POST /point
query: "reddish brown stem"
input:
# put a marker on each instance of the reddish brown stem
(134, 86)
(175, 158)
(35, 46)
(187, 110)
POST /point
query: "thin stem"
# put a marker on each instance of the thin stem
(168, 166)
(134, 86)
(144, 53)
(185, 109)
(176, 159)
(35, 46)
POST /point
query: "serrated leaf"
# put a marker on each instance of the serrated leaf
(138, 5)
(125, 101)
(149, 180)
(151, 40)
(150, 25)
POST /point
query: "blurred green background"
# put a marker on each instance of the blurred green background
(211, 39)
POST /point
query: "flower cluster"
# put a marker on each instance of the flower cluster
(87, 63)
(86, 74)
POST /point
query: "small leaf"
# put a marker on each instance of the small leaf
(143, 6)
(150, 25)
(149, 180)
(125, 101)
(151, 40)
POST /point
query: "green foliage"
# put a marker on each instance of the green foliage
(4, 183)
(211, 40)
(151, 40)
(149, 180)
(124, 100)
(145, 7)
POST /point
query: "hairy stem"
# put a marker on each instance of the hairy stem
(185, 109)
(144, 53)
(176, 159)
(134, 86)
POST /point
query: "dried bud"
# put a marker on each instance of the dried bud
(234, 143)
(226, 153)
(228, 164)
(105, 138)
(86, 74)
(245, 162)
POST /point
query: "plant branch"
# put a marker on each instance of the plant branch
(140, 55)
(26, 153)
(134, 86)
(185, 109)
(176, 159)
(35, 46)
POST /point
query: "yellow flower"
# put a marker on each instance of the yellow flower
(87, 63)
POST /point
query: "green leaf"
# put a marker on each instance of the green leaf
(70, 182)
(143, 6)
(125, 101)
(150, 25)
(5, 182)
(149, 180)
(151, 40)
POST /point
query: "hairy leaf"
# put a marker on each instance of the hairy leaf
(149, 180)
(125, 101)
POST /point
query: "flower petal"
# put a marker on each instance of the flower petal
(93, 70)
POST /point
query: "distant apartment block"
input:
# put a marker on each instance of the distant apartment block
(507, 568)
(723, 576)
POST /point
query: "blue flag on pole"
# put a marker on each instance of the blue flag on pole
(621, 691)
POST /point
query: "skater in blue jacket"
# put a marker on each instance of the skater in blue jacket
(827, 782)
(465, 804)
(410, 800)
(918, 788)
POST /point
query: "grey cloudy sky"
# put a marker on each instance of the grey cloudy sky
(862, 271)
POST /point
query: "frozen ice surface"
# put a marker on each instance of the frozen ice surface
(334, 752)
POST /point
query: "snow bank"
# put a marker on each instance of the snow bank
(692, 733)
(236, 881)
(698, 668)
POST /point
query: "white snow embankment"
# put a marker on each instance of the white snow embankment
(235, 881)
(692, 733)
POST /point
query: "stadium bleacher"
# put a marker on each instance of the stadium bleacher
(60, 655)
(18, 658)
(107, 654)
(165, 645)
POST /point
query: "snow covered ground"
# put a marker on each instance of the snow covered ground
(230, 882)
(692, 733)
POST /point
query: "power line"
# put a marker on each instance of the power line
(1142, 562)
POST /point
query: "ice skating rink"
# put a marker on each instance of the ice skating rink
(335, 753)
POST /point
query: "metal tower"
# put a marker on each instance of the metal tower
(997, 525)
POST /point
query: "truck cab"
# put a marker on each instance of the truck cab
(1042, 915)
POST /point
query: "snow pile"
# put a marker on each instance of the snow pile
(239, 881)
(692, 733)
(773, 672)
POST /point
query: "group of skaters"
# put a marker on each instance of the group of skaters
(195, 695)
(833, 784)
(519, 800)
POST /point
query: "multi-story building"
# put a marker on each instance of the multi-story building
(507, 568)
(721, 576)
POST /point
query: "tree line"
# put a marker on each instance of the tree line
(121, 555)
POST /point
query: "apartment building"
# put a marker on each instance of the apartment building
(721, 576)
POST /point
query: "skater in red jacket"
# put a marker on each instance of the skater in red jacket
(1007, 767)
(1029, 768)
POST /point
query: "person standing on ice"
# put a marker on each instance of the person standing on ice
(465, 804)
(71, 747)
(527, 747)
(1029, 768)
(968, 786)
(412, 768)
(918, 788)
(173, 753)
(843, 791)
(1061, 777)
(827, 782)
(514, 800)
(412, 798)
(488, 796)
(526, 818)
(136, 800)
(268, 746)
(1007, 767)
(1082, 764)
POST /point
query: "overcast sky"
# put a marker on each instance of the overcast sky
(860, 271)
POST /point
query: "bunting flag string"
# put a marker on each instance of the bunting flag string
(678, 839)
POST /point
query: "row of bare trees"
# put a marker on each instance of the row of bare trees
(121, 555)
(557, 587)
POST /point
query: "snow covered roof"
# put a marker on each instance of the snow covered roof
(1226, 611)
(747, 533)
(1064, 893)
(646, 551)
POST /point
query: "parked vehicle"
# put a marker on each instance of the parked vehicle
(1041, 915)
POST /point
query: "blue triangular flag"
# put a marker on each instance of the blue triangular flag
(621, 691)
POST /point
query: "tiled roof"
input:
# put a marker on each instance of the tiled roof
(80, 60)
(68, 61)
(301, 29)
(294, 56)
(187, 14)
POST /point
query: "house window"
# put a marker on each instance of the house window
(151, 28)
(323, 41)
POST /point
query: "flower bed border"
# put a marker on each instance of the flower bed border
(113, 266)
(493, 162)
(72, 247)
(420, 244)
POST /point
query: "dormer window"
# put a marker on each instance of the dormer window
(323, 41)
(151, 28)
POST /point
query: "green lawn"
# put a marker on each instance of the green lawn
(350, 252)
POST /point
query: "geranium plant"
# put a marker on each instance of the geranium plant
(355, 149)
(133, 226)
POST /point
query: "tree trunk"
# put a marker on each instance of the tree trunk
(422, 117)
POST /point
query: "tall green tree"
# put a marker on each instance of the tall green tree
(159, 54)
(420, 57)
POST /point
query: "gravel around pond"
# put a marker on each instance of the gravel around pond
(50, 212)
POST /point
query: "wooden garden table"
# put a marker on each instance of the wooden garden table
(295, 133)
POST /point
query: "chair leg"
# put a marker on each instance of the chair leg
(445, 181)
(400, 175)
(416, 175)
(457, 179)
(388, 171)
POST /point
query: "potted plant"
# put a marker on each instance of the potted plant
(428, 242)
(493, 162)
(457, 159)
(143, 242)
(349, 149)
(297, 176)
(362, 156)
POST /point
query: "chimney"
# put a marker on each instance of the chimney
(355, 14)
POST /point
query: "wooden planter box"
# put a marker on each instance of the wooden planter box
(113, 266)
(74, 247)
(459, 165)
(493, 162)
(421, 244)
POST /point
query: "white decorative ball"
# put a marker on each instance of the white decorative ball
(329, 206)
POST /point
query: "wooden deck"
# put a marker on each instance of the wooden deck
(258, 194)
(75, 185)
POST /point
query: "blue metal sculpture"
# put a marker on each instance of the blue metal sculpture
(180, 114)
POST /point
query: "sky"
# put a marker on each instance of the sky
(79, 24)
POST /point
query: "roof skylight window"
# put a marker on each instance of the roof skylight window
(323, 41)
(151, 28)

+===+

_O que fazer_
Informe quantas linhas da listagem acima contêm a palavra "distant", diferenciando maiúsculas de minúsculas. Responda somente com o número.

_Solução escrita_
2